◆ I TUOI COMPITI
1. Secondo il brano sulla guerra, quanti uomini riguarda la parziale mobilitazione che ha allarmato la popolazione russa?
2. Trascrivi alla lettera una parte del brano sulla guerra: comincia dalle parole "P utin sta rafforzando" e fermati dopo "sue reali intenzioni.".

◆ BLOCCO DI TESTO
Gli esperti statunitensi ancora si interrogano (come ha affermato la Cnn) se il leader abbia pronunciato il termine per errore oppure per vedere se vi saranno reazioni della popolazione russa, già allarmata dalla parziale mobilitazione di 300 mila uomini.

La guerra non finirà a breve e nessuno ha manifestato serie e concrete proposte per sedersi al tavolo di pace. L’unica possibilità intravista dalla diplomazia internazionale per avviare una qualsiasi trattativa per fermare le bombe è che quel tavolo sia aperto alle Nazioni Unite a cui, peraltro, Zelensky ha chiesto di escludere la Russia dalle cinque potenze del Consiglio di sicurezza nel quale basta un veto per bloccare ogni azione. Quindi per ora totale stallo, altro che descalation.

P utin sta rafforzando le sue relazioni col dittatore amico Lukashenko e ammassando truppe in Bielorussia per far temere un nuovo tentativo di offensiva dal nord verso Kiev. Insomma, lo Zar non molla e ogni giorno rilancia con minacce e propaganda in attesa di mostrare le sue reali intenzioni.

◆ VOCI DELL'ELENCO

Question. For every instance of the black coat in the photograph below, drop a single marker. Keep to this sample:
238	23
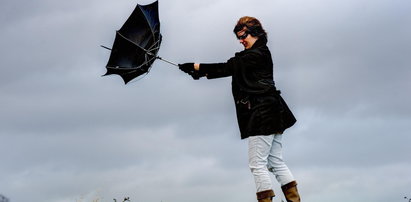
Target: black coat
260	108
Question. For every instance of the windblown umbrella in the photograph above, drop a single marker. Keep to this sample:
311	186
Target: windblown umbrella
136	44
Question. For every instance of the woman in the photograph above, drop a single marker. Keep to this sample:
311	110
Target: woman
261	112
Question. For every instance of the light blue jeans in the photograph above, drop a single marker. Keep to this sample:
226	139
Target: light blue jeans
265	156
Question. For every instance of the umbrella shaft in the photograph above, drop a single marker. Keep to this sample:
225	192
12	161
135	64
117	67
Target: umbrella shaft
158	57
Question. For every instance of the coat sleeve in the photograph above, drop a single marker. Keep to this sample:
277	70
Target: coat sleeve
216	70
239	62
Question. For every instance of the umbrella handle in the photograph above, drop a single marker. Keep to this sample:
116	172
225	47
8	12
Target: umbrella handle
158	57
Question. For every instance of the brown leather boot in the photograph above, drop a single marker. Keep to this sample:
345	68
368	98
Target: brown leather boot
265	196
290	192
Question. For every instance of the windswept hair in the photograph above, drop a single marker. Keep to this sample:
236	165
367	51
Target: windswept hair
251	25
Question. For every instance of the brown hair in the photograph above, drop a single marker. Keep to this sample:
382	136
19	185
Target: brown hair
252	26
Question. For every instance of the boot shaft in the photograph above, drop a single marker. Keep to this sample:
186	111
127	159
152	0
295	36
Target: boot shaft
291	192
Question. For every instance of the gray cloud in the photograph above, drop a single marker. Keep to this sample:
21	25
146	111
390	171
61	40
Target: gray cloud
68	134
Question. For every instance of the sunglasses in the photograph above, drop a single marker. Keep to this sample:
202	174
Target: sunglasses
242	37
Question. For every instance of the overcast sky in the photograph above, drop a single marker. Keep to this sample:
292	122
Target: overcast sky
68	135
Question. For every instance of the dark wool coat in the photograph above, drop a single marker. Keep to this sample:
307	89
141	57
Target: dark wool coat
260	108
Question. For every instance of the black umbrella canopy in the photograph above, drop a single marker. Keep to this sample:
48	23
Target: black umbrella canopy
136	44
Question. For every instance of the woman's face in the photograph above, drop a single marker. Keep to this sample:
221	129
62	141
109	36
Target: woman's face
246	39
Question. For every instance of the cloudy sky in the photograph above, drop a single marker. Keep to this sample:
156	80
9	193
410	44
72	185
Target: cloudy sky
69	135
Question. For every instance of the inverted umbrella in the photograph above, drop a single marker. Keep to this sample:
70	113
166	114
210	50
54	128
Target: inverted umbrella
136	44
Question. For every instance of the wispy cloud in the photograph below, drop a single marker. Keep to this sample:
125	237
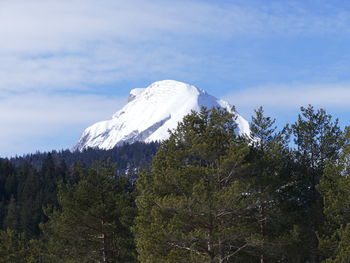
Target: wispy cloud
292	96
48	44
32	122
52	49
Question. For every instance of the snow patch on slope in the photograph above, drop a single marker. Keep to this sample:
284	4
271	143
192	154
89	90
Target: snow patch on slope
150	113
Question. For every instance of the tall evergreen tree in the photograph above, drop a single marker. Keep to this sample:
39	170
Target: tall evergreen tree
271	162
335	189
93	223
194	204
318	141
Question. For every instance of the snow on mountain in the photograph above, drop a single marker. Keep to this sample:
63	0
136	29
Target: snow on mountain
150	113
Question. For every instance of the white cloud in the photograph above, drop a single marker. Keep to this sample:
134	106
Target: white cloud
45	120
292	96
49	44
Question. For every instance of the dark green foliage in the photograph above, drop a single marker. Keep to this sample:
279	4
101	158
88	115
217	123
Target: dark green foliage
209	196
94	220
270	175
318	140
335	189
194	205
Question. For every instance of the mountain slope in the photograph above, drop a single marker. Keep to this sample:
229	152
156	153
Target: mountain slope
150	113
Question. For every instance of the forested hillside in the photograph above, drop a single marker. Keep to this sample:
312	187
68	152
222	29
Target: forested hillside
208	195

* * *

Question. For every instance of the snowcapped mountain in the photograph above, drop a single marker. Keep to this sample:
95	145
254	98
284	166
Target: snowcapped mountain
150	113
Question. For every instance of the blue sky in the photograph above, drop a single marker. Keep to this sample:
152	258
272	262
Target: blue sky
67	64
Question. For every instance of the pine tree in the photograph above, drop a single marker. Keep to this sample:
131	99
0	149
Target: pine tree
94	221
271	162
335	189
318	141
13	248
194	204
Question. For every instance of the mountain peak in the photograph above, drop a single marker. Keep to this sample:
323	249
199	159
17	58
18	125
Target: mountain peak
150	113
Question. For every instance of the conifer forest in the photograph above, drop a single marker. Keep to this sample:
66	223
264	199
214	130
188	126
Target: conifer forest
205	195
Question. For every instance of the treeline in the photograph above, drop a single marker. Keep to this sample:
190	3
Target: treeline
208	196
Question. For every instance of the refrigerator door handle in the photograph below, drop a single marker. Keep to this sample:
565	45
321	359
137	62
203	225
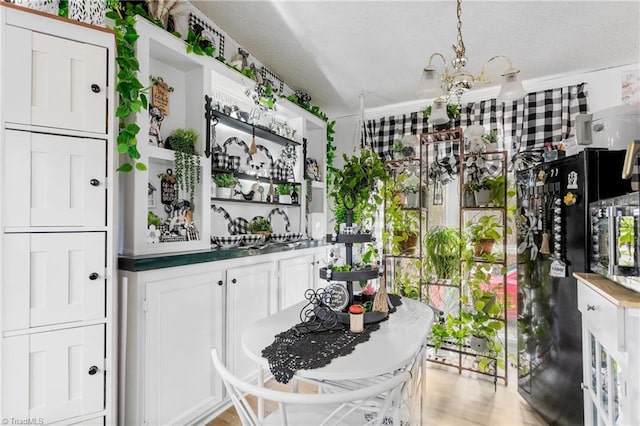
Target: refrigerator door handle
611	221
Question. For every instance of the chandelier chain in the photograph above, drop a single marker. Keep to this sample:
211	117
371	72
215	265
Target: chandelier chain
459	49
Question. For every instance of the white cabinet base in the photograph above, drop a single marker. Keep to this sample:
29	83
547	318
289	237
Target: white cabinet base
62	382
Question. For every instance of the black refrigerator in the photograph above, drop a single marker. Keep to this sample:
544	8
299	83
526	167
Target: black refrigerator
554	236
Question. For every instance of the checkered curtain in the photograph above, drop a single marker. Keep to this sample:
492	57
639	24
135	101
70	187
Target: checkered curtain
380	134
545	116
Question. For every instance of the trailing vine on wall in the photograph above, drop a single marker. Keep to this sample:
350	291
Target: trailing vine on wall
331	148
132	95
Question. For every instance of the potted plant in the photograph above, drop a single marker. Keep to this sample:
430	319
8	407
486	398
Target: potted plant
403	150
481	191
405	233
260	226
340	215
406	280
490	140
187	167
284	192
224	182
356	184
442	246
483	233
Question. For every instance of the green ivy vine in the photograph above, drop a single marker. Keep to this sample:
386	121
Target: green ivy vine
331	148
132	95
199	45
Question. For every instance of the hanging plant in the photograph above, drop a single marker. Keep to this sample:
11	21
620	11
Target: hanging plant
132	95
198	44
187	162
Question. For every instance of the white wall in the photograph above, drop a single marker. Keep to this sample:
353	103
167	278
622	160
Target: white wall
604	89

◆ RISPOSTE ALLE ATTIVITÀ
1. 300 mila uomini.

2.
P utin sta rafforzando le sue relazioni col dittatore amico Lukashenko e ammassando truppe in Bielorussia per far temere un nuovo tentativo di offensiva dal nord verso Kiev. Insomma, lo Zar non molla e ogni giorno rilancia con minacce e propaganda in attesa di mostrare le sue reali intenzioni.